* start Records shown *

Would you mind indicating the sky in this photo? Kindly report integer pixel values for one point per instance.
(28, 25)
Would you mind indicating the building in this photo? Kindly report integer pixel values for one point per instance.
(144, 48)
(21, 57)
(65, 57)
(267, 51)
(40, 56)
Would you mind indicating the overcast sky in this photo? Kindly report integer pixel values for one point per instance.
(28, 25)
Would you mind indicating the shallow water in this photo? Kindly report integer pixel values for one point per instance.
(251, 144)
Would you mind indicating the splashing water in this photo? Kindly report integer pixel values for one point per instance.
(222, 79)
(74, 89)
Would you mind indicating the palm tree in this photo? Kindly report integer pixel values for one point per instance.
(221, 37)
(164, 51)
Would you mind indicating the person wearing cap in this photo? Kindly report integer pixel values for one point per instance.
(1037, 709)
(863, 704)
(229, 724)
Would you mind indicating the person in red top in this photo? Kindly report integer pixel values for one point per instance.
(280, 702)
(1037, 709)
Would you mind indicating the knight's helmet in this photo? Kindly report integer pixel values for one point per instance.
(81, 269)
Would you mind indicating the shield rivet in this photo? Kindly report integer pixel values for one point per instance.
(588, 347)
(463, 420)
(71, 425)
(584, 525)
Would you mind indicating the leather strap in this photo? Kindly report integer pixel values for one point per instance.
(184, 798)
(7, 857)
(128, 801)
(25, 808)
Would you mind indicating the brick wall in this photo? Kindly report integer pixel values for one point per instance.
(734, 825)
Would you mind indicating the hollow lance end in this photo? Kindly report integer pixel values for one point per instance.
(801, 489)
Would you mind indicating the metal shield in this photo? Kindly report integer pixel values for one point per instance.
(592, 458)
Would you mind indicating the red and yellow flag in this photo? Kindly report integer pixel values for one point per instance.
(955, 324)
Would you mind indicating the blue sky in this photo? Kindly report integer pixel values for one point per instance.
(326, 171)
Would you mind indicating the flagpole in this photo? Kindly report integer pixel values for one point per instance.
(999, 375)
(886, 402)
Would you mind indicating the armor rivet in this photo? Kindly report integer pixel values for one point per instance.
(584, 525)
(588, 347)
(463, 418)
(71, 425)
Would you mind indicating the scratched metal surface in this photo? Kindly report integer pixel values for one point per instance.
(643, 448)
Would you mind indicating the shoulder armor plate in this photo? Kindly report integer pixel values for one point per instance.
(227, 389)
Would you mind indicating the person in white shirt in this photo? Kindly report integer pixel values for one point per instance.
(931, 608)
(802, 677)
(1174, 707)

* end Records shown *

* Problem details: Reproduce only those lines of the entries above that run from the line with "Would you mind indicating the armor" to the final line.

* Exercise output:
Would you mind indicating the armor rivet in this photo? Kindly report integer pixel values for one point per instance.
(584, 525)
(588, 347)
(463, 418)
(71, 425)
Would you mind indicating the scratched metal surface in this photo? Kindly report integer pixel values for one point per instance.
(643, 448)
Would you mind indicating the shoulder armor plate in this photo? Kindly report integer pixel values for one point per instance.
(227, 389)
Would you mind indicating the person in white shirt in this photo? Kindly report integer pixel values for one point per instance.
(931, 608)
(802, 677)
(1174, 707)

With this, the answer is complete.